─── Data records ───

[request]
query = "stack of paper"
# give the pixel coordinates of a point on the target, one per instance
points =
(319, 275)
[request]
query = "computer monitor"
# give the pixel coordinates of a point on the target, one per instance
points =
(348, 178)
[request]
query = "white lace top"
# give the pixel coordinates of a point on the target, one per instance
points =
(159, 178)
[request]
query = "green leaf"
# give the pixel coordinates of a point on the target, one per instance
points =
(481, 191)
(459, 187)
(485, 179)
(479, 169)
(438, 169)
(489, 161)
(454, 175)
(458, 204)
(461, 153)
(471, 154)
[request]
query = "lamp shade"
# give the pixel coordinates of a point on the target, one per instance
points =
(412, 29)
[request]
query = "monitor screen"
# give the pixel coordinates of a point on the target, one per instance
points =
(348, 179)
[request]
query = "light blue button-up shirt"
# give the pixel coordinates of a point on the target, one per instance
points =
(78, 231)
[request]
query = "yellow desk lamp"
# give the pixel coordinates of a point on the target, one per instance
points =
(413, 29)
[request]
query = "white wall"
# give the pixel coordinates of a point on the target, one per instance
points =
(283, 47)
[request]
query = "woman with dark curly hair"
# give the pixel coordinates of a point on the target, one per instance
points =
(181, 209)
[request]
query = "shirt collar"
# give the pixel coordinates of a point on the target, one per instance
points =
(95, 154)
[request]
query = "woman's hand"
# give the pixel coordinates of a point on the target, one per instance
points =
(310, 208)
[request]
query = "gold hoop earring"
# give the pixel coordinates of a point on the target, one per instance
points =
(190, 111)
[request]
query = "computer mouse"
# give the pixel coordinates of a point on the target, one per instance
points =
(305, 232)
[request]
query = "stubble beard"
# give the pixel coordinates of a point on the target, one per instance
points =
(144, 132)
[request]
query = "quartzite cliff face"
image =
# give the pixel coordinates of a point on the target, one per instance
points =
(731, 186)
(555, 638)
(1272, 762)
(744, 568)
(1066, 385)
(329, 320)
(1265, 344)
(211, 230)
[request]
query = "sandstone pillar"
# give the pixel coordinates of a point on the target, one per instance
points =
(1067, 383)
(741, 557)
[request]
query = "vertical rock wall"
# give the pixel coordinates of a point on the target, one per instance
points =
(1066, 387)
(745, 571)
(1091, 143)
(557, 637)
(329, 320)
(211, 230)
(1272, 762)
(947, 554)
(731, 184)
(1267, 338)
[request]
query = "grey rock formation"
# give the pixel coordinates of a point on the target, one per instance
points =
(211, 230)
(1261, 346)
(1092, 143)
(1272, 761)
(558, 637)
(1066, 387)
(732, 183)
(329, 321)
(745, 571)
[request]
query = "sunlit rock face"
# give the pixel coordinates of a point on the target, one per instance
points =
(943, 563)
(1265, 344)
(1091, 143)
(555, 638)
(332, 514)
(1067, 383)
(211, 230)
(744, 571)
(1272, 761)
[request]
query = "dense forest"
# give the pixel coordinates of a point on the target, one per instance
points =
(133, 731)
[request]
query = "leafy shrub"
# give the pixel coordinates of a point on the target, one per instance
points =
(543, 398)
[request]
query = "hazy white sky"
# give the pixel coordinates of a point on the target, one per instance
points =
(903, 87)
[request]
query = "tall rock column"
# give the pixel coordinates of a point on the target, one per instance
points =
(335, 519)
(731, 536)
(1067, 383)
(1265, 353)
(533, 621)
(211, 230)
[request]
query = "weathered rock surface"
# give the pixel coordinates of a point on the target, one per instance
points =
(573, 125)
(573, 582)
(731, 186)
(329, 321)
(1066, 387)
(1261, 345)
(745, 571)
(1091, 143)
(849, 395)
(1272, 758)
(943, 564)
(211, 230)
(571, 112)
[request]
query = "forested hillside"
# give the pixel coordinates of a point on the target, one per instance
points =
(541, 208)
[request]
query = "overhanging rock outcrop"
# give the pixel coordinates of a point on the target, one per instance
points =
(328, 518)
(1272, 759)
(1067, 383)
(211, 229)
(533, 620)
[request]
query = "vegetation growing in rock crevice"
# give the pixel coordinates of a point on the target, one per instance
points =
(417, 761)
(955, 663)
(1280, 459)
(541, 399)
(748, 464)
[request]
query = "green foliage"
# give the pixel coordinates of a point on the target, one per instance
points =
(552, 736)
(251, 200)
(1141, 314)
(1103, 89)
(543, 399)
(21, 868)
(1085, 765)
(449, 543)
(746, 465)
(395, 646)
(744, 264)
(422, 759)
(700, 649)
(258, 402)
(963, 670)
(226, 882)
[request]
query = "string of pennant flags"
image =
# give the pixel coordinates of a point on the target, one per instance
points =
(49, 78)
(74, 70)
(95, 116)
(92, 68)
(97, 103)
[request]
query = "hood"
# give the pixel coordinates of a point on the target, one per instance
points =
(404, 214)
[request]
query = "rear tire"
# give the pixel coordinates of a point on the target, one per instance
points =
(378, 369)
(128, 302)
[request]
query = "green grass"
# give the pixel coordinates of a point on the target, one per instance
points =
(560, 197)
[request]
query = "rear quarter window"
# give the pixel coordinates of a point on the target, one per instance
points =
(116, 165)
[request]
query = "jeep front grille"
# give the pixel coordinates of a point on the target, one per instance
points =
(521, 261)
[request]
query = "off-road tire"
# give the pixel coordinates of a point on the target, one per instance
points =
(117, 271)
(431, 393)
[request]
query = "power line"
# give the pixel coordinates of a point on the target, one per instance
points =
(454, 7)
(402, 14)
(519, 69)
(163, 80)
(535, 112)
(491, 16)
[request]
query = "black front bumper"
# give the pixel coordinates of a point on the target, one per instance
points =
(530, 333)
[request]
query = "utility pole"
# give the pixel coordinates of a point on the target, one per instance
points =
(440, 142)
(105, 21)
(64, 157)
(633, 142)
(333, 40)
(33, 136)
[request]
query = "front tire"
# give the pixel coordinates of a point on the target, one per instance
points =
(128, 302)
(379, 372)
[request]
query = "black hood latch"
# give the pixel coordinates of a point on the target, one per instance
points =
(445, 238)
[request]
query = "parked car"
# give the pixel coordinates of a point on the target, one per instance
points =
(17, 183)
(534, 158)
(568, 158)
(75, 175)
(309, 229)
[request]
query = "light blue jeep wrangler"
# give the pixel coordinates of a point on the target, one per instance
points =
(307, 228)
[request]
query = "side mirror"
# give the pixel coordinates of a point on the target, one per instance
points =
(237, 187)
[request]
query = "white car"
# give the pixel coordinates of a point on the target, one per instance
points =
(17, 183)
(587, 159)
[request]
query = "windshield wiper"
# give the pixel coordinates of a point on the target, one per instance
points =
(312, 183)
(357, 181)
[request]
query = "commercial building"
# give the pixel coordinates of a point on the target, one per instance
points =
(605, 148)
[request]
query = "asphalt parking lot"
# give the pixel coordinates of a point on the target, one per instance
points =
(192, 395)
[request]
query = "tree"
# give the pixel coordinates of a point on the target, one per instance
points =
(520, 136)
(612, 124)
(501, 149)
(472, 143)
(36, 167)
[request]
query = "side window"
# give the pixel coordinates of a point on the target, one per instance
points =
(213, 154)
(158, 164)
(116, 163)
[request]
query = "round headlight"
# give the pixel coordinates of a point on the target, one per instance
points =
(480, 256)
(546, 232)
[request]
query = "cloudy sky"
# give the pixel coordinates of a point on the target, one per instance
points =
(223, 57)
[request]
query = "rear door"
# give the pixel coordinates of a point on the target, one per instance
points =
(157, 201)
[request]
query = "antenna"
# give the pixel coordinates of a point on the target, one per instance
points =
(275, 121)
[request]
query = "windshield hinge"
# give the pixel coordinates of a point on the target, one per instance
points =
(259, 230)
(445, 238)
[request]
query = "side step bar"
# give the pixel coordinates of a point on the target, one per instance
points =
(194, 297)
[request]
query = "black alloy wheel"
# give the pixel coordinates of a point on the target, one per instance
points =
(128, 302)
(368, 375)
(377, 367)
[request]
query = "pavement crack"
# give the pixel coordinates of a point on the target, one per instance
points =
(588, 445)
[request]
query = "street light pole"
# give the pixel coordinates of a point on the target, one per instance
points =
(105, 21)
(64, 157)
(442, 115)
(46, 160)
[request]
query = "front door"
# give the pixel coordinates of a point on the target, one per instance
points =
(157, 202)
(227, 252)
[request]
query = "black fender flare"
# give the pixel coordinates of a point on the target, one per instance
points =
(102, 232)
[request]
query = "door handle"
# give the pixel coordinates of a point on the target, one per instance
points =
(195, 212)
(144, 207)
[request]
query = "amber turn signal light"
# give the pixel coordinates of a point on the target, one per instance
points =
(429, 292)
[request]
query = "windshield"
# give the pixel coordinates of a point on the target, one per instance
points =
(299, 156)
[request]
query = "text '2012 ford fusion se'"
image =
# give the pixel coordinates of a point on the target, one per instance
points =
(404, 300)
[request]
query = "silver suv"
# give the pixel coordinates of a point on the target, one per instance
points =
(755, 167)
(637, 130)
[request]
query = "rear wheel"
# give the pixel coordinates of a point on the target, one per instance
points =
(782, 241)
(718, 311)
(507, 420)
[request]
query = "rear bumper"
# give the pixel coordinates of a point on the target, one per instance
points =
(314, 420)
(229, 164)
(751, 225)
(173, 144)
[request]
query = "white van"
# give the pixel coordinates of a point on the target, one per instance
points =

───

Written request —
Please report each line in the items above that contains the string "window", copying every such line in full. Matches must agree in case.

Task response —
query = "rear quarter window"
query = "side window"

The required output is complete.